Data extracted from a collection
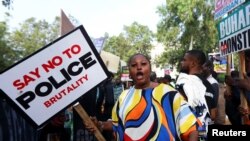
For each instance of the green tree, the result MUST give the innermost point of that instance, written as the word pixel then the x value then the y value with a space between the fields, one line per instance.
pixel 33 35
pixel 184 25
pixel 135 38
pixel 7 3
pixel 7 54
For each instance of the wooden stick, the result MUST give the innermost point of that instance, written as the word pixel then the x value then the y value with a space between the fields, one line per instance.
pixel 228 71
pixel 85 117
pixel 243 100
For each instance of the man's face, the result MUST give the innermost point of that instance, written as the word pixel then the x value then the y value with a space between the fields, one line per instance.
pixel 185 63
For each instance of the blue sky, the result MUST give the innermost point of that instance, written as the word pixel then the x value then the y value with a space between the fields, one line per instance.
pixel 97 16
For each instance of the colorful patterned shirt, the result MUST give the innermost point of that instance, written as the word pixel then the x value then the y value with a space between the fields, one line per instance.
pixel 156 114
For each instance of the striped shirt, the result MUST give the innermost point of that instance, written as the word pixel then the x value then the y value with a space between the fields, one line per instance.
pixel 157 114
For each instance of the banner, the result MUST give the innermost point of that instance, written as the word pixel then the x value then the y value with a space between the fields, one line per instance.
pixel 54 77
pixel 234 31
pixel 224 6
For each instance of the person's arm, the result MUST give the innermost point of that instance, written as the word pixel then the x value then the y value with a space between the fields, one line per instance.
pixel 193 136
pixel 101 125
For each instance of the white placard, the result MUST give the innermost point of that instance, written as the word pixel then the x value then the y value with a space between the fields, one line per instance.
pixel 54 77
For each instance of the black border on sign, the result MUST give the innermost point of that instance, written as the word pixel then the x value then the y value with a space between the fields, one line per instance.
pixel 25 115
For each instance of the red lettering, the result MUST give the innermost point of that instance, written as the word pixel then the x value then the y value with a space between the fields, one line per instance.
pixel 36 73
pixel 67 52
pixel 17 83
pixel 47 104
pixel 56 61
pixel 75 49
pixel 27 79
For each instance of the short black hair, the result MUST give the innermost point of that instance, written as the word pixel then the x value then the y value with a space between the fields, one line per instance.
pixel 199 55
pixel 131 57
pixel 168 77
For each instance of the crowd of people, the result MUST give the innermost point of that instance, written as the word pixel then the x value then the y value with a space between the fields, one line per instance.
pixel 154 108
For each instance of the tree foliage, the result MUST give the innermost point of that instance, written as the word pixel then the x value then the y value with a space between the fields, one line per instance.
pixel 7 3
pixel 136 38
pixel 7 54
pixel 33 35
pixel 184 24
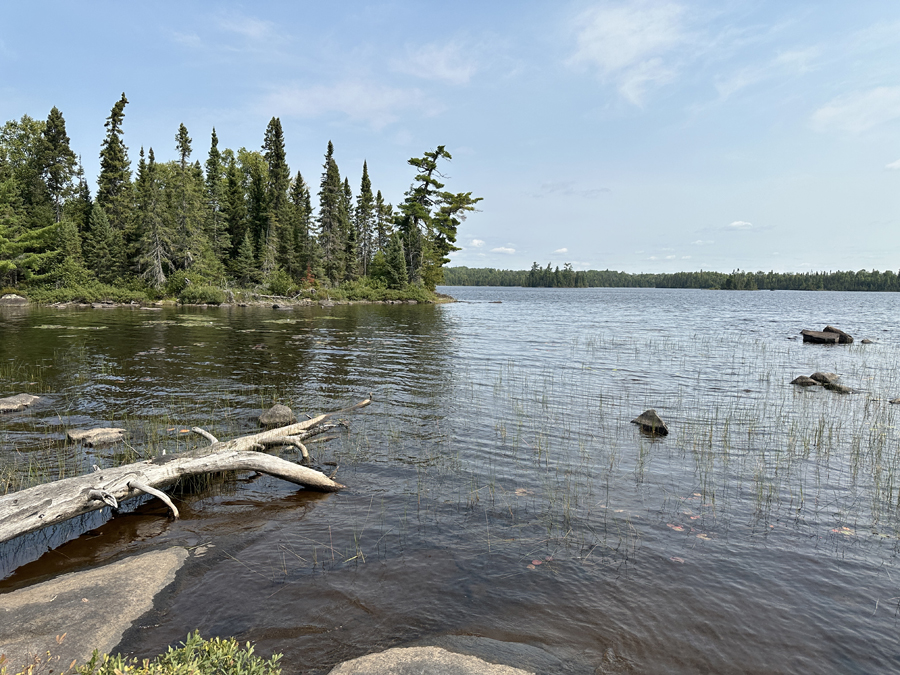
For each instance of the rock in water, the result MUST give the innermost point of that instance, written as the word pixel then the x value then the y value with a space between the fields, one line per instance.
pixel 843 338
pixel 804 381
pixel 17 402
pixel 650 421
pixel 277 416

**WHAT TO WORK ON:**
Going from the line that has "For each instance of the rock" through the last line of the entries, retype each line exactly as given and add nothing.

**RESPONSE FOR THIS EXERCISE:**
For each instance of the rock in water, the result MUST give the innermost point of that instance, written as the word pixel then the x value then the y value with a space between the fields, one line per instance.
pixel 843 338
pixel 804 381
pixel 17 402
pixel 650 421
pixel 277 416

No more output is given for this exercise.